= Article =
▼

Search code examples
pythoncsvunzip

convert csv data to dict without writing file to disk


Here is my scenario: I have a zip file that I am downloading with requests into memory rather than writing a file. I am unzipping the data into an object called myzipfile. Inside the zip file is a csv file. I would like to convert each row of the csv data into a dictionary. Here is what I have so far.

import csv
from io import BytesIO
import requests

# other imports etc. 

        r = requests.get(url=fileurl, headers=headers, stream=True)
        filebytes = BytesIO(r.content)

        myzipfile = zipfile.ZipFile(filebytes)
        for name in myzipfile.namelist():  
            mycsv = myzipfile.open(name).read()
            for row in csv.DictReader(mycsv):  # it fails here.
                print(row)

errors:

Traceback (most recent call last):
  File "/usr/lib64/python3.7/csv.py", line 98, in fieldnames
    self._fieldnames = next(self.reader)
_csv.Error: iterator should return strings, not int (did you open the file in text mode?)

Looks like csv.DictReader(mycsv) expects a file object instead of raw data. How do I convert the rows in the mycsv object data (<class 'bytes'>) to a list of dictionaries? I'm trying to accomplish this without writing a file to disk and working directly from csv objects in memory.


Solution

  • The DictReader expects a file or file-like object: we can satisfy this expectation by loading the zipped file into an io.StringIO instance.

    Note that StringIO expects its argument to be a str, but reading a file from the zipfile returns bytes, so the data must be decoded. This example assumes that the csv was originally encoded with the local system's default encoding. If that is not the case the correct encoding must be passed to decode().

    for name in myzipfile.namelist():
        data = myzipfile.open(name).read().decode()
        mycsv = io.StringIO(data)
        reader = csv.DictReader(mycsv)
        for row in reader:
            print(row)

▲

(Position identification records)
▼

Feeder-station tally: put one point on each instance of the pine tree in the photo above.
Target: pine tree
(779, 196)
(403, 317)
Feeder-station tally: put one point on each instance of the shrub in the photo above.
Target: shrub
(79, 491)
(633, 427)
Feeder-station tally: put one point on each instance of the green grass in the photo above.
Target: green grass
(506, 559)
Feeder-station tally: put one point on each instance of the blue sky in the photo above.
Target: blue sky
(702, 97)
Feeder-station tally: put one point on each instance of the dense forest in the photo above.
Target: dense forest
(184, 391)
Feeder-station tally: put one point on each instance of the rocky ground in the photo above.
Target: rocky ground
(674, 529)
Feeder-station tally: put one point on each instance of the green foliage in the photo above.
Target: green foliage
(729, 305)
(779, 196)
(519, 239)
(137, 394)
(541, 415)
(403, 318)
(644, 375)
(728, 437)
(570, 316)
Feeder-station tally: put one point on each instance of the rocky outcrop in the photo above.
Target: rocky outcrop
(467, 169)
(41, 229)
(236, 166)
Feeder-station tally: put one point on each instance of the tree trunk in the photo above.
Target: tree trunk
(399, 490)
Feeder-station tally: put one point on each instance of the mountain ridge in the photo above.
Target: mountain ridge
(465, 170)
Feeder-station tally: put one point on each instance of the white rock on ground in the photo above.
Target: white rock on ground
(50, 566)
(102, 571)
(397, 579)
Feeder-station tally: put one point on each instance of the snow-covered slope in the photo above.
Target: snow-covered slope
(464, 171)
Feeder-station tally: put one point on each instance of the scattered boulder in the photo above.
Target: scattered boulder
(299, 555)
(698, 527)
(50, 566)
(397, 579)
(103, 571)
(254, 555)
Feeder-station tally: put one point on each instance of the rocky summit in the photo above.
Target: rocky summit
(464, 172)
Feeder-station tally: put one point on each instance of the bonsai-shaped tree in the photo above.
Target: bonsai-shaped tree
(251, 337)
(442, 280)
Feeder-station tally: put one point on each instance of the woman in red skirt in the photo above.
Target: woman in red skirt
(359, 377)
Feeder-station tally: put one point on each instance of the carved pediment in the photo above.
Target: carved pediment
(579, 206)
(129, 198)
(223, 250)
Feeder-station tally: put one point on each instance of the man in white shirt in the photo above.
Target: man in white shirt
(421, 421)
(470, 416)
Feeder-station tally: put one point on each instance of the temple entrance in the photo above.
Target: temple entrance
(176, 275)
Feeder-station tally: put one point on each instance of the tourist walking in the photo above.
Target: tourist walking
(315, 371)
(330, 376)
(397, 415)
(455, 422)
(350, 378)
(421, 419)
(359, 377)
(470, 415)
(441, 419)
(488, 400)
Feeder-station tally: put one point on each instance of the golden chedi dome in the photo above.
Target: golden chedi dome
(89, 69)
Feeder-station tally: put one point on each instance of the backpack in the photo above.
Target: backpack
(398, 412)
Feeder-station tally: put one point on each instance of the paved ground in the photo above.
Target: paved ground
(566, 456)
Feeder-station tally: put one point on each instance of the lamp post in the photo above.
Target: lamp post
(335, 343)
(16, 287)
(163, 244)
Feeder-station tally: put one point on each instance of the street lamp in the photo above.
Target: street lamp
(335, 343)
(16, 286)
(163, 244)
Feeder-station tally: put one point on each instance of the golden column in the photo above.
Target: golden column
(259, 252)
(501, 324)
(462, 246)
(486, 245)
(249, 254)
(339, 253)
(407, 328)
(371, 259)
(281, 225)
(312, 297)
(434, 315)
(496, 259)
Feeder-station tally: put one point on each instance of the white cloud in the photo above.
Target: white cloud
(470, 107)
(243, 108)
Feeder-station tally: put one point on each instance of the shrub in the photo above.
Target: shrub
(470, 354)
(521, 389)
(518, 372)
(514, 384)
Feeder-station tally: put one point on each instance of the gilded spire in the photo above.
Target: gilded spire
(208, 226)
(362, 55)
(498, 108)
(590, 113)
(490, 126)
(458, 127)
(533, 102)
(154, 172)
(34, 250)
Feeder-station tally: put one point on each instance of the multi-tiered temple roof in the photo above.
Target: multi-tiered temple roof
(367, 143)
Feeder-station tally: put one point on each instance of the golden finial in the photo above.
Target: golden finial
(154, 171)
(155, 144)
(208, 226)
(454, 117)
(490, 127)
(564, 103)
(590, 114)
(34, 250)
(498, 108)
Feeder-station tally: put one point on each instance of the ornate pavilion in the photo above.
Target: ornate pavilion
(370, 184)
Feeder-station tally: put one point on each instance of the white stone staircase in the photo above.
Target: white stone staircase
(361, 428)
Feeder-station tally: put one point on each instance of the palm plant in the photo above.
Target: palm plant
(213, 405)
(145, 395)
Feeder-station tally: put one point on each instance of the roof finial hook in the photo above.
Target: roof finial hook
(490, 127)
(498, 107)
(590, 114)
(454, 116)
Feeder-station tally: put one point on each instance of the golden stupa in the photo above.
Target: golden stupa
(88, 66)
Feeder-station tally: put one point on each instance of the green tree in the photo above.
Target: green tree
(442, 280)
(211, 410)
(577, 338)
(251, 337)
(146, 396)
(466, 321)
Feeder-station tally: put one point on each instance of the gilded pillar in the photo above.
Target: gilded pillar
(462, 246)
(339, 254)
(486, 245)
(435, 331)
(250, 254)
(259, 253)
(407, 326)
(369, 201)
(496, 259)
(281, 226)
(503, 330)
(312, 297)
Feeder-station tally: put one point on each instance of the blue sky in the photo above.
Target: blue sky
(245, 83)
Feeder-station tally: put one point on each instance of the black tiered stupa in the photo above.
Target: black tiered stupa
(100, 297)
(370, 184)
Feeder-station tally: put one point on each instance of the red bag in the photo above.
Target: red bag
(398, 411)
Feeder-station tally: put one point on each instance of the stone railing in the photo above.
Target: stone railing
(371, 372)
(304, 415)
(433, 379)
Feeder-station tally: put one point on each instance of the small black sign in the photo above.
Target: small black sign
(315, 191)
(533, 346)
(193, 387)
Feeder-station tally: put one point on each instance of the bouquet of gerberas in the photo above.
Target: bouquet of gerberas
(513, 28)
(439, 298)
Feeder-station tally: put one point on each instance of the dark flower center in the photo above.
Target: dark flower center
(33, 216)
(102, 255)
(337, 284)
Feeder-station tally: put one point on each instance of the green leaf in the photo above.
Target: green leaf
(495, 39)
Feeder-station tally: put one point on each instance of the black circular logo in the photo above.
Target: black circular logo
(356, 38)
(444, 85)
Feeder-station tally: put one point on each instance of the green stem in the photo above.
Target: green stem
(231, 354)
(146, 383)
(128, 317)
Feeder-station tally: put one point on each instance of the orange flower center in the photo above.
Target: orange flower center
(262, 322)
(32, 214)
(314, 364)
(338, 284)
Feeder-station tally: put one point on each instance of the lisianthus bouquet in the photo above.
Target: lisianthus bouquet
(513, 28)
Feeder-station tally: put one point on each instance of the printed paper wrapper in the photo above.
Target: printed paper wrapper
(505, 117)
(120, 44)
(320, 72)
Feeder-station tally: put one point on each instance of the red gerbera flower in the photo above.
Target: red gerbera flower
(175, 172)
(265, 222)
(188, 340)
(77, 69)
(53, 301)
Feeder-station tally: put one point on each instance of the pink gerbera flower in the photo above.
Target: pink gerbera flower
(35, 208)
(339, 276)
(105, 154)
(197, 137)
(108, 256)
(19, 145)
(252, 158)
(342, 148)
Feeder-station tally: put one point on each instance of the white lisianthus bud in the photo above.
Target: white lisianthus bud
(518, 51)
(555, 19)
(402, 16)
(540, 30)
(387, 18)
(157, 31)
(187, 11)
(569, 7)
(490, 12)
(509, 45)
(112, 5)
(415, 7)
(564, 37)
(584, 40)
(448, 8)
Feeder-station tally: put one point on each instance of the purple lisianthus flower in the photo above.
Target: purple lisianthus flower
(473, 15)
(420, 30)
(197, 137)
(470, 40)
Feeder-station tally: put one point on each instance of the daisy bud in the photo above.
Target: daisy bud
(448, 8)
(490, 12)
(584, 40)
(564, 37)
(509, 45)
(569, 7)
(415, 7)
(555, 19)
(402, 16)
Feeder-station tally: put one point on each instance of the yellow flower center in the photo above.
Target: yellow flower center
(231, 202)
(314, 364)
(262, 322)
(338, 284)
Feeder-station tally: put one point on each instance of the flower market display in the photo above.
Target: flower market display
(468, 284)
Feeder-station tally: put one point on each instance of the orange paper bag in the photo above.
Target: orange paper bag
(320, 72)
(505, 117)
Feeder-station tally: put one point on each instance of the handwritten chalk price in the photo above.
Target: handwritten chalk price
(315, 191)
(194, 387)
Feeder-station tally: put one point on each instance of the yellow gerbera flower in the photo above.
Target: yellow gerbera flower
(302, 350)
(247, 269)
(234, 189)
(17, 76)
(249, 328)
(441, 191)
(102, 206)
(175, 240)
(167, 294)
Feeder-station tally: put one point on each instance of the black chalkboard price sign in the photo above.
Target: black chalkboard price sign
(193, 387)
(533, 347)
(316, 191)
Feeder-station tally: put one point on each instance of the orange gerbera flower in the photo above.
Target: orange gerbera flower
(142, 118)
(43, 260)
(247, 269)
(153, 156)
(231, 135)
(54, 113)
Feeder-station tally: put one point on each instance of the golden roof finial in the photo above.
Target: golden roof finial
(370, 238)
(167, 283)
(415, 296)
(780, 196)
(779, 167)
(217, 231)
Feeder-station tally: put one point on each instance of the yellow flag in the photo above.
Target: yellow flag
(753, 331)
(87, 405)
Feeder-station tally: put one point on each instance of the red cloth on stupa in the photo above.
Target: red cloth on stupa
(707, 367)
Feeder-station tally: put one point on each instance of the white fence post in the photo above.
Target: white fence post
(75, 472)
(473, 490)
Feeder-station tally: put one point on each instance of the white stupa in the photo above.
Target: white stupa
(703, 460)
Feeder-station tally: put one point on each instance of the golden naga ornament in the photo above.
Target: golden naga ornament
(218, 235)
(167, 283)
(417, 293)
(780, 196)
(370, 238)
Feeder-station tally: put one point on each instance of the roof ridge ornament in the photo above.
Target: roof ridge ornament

▲

= Directive A =
Answer the following questions using the forum thread on converting CSV data to a dictionary.
(i) Which library is used to download the zip file into memory?
(ii) What class does the mycsv object data belong to?
(iii) According to the solution, what must be passed to decode() if the csv was not encoded with the local system's default encoding?
= Directive B =
Transcribe the forum thread on converting CSV data to a dictionary, everything from "Here is my scenario: I" down to "requests.get(url=fileurl, headers=headers, stream=True)".

= Complete output A =
(i) The requests library.
(ii) <class 'bytes'>.
(iii) The correct encoding.

= Complete output B =
Here is my scenario: I have a zip file that I am downloading with requests into memory rather than writing a file. I am unzipping the data into an object called myzipfile. Inside the zip file is a csv file. I would like to convert each row of the csv data into a dictionary. Here is what I have so far.

import csv
from io import BytesIO
import requests

# other imports etc. 

        r = requests.get(url=fileurl, headers=headers, stream=True)